| YOUR GOAL |
In the records below, find the line with "Target: reflection on water" and the line with "Target: truck windshield". Print both exactly, along with every line between them, and no other line.

------ LISTED RECORDS ------

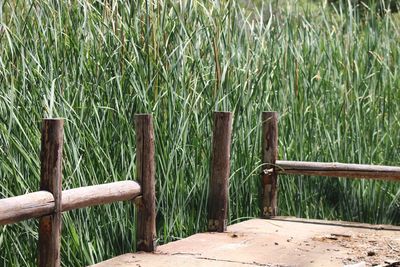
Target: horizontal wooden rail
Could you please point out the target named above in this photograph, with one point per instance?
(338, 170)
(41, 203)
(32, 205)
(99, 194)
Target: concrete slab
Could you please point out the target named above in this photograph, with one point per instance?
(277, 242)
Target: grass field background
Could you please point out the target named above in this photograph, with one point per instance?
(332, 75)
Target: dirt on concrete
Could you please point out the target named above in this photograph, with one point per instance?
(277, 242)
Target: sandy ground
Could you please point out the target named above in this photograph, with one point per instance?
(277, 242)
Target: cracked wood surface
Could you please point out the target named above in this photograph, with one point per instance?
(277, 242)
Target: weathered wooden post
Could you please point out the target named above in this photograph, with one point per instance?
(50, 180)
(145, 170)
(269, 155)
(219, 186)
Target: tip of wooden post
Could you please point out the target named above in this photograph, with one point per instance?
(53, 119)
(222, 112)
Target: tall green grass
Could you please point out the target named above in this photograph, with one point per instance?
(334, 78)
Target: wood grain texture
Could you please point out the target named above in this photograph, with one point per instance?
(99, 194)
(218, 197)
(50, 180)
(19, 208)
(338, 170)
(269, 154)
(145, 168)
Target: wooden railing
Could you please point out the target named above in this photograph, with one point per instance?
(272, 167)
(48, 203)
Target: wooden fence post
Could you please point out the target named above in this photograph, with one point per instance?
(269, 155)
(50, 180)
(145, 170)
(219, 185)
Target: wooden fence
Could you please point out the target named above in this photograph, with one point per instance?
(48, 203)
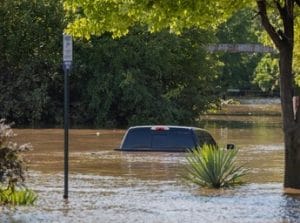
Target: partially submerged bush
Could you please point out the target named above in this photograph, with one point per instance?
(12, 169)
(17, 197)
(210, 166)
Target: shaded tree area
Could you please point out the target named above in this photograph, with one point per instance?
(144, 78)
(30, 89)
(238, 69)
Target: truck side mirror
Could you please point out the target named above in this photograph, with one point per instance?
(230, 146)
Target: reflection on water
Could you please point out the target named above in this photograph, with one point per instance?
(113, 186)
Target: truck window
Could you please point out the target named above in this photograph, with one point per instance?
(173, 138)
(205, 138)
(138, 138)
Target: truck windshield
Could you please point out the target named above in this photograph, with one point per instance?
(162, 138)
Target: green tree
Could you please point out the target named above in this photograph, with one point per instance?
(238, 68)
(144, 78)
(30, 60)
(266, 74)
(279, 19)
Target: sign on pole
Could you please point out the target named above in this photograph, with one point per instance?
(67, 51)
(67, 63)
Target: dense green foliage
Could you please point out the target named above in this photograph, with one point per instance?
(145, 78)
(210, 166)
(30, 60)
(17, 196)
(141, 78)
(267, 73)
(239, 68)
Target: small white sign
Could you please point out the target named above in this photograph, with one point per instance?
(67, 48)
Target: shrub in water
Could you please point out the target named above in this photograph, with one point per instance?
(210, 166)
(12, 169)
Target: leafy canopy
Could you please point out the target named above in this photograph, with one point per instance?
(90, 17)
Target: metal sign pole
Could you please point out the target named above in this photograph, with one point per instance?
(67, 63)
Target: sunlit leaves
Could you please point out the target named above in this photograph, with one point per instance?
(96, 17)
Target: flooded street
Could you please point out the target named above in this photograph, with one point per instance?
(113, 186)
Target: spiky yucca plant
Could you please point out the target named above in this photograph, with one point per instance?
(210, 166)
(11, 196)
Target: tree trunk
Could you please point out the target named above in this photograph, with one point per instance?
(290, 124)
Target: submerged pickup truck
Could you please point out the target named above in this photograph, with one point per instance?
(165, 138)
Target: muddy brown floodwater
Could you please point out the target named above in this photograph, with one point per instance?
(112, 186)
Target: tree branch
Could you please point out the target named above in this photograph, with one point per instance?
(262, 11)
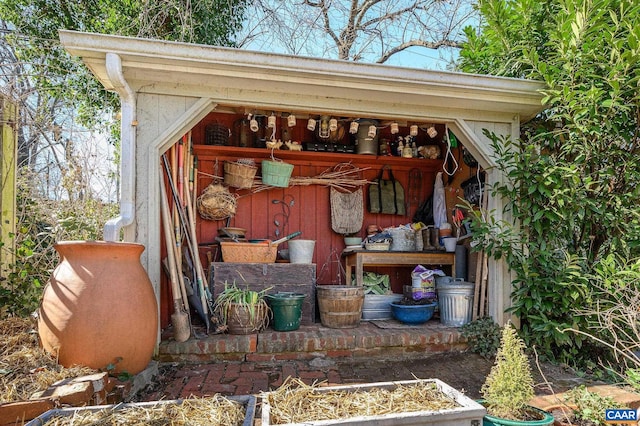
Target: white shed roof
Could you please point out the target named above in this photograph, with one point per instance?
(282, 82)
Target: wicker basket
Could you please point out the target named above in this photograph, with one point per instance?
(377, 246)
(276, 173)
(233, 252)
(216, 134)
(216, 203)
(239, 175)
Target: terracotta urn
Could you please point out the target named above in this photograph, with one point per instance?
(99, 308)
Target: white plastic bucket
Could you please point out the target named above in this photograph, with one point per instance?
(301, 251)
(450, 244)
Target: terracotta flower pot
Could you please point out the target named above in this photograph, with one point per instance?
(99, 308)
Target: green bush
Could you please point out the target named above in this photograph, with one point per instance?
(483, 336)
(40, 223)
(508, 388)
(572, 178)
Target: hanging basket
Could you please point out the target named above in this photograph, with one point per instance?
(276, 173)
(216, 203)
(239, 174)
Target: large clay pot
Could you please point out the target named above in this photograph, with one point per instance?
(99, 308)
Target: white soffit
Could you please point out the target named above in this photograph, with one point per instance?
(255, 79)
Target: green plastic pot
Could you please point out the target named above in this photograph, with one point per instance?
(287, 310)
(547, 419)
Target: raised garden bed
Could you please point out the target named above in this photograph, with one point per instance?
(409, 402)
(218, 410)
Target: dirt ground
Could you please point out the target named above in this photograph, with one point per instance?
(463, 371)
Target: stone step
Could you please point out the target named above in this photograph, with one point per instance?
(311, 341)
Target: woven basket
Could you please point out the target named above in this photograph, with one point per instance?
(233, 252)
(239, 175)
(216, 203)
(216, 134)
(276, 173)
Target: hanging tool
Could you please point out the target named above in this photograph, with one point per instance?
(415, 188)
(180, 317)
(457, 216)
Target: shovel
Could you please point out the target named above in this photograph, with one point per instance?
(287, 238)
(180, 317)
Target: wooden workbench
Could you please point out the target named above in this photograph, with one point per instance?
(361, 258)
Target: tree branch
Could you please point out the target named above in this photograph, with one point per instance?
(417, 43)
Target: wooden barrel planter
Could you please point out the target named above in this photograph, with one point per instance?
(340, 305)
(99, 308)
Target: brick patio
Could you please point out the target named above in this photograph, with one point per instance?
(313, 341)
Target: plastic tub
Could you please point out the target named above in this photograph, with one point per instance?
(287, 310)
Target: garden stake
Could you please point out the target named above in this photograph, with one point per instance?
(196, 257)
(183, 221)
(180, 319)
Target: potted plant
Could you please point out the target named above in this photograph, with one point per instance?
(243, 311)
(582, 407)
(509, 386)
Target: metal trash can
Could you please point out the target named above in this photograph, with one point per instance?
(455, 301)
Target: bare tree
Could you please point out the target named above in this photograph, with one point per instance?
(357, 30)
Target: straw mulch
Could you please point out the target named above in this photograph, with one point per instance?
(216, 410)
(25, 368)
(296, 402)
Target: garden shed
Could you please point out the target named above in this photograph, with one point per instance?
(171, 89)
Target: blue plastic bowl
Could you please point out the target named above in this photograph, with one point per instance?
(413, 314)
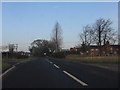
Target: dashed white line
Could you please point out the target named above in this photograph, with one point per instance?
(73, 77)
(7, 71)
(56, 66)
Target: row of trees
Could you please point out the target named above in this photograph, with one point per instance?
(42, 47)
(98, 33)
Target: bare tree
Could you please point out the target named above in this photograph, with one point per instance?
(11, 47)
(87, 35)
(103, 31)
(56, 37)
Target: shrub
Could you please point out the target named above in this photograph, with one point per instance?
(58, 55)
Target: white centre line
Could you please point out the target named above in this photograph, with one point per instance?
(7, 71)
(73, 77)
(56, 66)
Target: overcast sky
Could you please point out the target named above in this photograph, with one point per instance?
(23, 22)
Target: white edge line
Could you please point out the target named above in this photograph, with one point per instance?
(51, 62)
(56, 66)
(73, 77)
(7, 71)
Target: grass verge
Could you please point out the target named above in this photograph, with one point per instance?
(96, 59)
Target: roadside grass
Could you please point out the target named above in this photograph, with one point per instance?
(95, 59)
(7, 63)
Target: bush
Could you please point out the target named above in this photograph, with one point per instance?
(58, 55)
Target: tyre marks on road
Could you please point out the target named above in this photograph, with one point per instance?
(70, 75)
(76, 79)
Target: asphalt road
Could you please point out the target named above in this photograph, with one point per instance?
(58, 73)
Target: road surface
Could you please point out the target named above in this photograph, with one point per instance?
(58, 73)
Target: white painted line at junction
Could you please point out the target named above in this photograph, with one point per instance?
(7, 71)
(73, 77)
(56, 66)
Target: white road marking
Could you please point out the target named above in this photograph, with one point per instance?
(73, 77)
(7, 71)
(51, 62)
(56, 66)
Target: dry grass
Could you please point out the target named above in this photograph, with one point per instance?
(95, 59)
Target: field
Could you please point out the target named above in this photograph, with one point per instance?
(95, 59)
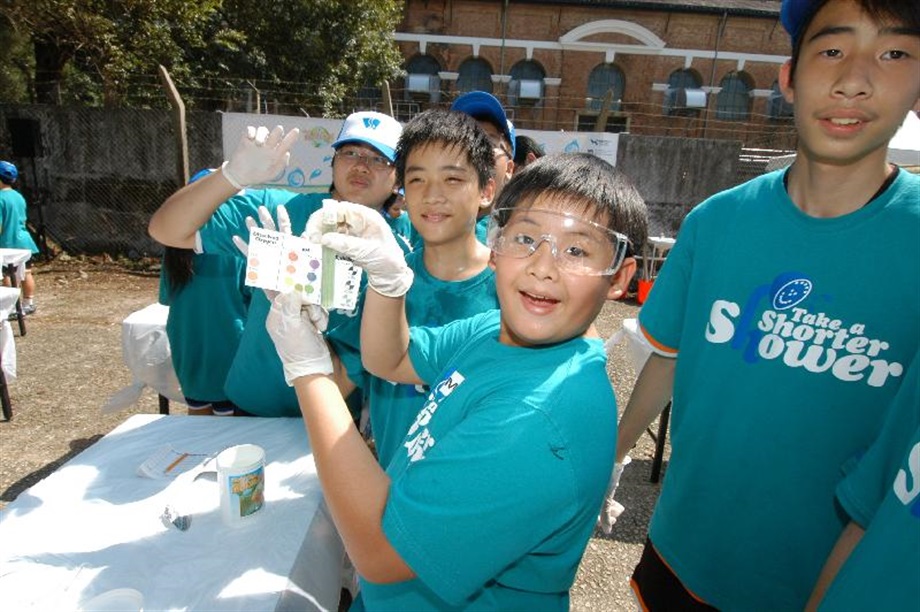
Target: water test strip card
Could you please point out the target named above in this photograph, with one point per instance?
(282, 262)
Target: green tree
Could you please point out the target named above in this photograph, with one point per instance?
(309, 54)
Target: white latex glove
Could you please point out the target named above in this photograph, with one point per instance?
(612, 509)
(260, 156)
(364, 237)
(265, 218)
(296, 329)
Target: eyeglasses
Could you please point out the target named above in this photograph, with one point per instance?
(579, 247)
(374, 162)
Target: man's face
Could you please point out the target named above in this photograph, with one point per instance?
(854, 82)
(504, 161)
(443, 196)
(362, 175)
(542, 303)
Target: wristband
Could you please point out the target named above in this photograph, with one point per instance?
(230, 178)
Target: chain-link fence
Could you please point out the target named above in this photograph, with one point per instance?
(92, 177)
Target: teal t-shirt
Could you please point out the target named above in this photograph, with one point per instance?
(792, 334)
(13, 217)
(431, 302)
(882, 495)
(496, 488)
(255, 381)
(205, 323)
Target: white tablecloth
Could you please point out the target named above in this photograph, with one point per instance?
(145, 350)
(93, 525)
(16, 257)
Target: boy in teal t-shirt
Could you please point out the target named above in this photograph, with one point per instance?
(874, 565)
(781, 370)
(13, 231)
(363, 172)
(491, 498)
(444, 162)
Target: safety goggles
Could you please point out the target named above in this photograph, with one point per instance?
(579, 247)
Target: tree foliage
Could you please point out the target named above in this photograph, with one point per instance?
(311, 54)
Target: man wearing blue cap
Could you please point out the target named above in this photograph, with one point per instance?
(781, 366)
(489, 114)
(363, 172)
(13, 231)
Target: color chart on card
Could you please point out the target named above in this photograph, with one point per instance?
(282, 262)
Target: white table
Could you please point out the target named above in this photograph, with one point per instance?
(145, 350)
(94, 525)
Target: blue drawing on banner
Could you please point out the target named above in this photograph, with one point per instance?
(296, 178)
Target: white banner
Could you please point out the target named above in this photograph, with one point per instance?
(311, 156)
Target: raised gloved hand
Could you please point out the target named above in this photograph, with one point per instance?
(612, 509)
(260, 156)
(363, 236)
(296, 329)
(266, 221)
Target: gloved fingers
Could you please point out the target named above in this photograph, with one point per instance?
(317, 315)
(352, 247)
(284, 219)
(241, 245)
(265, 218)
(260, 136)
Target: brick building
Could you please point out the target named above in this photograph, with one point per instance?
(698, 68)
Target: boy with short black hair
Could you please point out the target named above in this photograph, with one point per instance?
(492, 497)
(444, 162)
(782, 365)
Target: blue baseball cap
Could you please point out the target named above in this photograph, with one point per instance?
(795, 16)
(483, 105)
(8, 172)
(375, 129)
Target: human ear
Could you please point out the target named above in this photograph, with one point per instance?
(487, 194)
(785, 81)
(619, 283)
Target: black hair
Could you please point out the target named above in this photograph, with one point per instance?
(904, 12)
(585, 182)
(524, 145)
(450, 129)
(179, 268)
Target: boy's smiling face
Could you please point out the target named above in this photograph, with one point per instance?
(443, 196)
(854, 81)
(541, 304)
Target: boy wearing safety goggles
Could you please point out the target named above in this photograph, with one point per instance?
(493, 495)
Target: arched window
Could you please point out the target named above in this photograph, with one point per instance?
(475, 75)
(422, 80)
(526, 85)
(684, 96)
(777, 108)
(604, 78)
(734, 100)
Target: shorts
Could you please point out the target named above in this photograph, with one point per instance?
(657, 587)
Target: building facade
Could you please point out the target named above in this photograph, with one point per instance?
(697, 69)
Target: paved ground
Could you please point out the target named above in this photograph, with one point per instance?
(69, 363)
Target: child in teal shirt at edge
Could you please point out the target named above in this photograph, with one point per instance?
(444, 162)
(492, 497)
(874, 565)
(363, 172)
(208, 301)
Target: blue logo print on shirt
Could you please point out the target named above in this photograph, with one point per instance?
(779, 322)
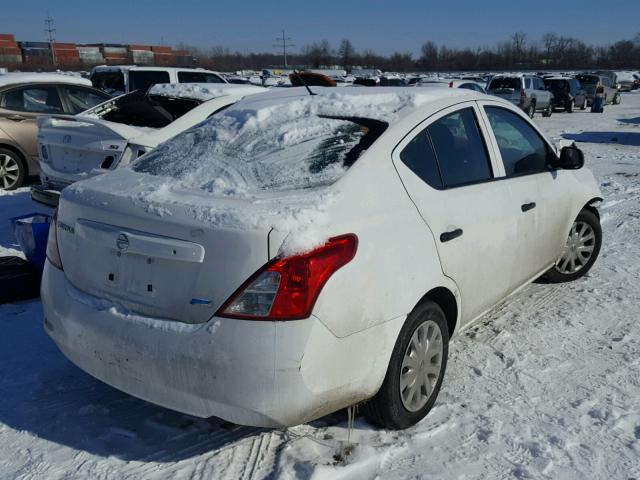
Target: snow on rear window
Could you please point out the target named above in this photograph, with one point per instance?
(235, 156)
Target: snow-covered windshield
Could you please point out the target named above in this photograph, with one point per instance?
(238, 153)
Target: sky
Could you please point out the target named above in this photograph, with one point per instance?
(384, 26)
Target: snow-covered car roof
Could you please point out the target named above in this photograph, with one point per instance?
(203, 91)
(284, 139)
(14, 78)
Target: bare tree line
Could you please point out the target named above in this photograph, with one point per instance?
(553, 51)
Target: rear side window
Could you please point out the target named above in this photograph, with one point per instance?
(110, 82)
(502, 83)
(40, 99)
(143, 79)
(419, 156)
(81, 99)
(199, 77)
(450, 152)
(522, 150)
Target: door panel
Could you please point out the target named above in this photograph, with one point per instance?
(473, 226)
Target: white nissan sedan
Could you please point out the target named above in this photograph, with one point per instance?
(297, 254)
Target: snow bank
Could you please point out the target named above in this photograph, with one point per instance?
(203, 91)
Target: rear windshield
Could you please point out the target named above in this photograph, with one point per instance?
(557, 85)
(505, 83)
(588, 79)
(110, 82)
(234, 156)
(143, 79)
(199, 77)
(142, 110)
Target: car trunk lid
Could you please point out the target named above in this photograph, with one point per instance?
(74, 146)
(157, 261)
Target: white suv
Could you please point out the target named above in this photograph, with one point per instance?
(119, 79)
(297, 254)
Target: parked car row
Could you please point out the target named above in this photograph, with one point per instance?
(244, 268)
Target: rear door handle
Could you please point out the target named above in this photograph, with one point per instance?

------

| SOLUTION BELOW |
Target: reflection on water
Could you please point out the target named above in this photograph, with one point per instance?
(113, 186)
Target: truck window
Could you please point out the target named above in this photograph, with one point per instance?
(173, 138)
(205, 138)
(138, 138)
Target: truck windshield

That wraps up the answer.